DATA UNDER STUDY:
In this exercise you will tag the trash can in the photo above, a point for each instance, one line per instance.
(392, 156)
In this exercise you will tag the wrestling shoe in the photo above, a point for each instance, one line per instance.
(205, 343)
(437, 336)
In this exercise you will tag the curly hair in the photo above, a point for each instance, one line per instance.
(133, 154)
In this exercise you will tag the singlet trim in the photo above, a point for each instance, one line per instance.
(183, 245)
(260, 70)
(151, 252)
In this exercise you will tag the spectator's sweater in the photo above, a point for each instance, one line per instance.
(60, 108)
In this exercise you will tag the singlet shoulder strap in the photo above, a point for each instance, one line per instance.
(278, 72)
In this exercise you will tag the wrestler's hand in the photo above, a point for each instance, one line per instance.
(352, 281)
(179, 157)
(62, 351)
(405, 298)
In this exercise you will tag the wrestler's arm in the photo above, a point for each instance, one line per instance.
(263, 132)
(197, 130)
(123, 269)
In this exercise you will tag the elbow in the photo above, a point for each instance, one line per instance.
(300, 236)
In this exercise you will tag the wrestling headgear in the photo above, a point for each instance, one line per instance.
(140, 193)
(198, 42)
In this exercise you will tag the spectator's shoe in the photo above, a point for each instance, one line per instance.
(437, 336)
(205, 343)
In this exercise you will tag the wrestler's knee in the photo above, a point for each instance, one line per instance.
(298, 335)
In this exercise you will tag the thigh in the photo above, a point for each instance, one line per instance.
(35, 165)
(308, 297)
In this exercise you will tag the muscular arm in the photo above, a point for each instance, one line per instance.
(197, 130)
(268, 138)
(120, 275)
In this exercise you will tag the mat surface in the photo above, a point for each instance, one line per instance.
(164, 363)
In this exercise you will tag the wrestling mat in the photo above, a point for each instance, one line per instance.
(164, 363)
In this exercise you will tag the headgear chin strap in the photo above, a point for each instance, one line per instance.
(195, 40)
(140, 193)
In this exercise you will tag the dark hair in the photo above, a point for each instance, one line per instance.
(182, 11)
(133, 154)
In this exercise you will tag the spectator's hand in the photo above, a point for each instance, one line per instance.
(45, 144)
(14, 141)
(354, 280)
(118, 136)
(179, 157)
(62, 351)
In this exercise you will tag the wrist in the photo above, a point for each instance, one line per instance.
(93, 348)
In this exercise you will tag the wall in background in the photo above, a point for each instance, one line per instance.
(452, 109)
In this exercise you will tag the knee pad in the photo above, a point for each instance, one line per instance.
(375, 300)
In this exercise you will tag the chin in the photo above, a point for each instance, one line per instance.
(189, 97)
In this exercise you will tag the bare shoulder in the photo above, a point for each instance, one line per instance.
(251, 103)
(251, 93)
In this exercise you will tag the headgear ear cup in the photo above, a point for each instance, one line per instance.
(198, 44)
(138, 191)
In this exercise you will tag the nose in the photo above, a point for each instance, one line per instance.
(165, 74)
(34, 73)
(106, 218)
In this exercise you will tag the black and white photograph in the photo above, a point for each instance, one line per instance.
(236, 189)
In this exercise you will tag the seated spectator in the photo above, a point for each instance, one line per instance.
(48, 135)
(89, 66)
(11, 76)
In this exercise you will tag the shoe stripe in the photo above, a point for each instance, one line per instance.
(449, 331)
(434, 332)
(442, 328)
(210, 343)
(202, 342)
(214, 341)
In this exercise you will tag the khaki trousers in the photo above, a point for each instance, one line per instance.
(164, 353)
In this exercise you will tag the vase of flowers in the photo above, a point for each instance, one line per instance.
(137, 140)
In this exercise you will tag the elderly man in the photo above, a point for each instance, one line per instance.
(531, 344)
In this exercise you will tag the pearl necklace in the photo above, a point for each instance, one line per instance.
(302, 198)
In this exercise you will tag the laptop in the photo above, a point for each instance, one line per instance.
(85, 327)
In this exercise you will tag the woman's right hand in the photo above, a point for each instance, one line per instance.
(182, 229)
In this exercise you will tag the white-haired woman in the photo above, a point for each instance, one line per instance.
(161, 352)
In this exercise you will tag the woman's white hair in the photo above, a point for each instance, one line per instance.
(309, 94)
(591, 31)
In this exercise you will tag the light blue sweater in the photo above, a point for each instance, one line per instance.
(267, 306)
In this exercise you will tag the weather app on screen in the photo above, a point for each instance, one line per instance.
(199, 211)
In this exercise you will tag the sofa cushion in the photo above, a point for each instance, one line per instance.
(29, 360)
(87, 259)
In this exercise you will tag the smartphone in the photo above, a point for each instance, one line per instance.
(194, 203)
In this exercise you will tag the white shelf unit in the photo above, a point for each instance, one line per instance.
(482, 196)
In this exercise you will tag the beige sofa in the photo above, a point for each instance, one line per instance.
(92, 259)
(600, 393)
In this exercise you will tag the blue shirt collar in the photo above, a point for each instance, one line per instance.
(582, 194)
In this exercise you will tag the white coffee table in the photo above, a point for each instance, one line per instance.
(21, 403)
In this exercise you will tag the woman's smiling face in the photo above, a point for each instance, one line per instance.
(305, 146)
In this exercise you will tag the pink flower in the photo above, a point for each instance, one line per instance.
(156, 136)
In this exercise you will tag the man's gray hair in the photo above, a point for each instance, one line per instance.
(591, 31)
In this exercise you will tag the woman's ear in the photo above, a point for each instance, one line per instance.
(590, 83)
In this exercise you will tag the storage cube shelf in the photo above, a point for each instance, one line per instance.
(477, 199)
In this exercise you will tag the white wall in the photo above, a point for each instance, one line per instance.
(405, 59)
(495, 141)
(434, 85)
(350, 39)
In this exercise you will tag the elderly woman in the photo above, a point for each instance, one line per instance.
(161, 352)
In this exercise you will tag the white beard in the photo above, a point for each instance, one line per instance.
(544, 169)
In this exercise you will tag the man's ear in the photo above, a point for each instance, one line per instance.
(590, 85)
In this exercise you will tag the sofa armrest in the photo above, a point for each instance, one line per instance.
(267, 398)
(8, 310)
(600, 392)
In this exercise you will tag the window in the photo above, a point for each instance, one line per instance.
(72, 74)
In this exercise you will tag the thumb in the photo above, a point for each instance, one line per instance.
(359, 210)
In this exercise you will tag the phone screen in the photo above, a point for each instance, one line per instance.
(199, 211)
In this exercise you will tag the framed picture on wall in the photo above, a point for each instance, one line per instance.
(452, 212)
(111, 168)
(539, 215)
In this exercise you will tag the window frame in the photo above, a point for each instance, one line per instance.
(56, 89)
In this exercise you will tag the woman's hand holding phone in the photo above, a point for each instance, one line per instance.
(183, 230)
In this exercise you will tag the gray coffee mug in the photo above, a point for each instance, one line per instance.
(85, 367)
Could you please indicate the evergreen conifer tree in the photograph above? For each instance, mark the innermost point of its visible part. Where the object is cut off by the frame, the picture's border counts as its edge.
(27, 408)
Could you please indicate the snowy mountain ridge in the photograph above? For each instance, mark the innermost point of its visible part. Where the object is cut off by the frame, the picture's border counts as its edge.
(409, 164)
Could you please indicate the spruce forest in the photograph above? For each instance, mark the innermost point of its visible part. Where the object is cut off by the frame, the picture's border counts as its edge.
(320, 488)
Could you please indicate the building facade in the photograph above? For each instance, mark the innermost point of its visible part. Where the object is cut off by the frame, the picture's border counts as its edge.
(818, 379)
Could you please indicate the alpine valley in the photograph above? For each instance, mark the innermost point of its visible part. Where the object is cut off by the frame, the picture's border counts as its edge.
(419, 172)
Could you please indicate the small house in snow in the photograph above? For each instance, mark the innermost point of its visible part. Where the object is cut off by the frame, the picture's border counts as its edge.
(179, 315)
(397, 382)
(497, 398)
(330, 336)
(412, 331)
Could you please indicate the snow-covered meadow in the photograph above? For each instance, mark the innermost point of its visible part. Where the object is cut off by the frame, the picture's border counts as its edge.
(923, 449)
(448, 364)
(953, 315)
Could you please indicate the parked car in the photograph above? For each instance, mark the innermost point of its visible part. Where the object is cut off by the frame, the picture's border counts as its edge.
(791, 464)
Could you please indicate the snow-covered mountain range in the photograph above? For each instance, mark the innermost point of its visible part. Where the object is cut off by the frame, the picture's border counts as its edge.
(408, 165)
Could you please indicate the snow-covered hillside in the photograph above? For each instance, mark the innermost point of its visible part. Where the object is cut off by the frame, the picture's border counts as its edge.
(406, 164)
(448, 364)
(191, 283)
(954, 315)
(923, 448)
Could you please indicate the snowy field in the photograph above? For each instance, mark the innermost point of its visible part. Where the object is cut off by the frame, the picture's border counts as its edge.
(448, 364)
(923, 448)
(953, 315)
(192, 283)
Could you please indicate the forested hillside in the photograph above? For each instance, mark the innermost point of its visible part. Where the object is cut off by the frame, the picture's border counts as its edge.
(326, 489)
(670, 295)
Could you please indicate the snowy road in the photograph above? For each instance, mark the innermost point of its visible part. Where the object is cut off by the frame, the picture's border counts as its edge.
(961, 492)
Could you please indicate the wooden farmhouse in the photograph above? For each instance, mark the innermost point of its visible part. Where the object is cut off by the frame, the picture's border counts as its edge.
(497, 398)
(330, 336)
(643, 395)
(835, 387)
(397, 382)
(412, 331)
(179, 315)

TASK INSTRUCTIONS: Could you print the lines above, exactly as written, from the line containing "Could you please indicate the wooden" through the final one?

EXERCISE OUTPUT:
Could you please indicate the wooden farmhouse in the photograph above? For each instance, mark the innermost point of its visible part. Where the object is cut off by the frame, the picture's border counts as its edge.
(497, 398)
(330, 336)
(643, 395)
(835, 387)
(397, 382)
(412, 331)
(179, 315)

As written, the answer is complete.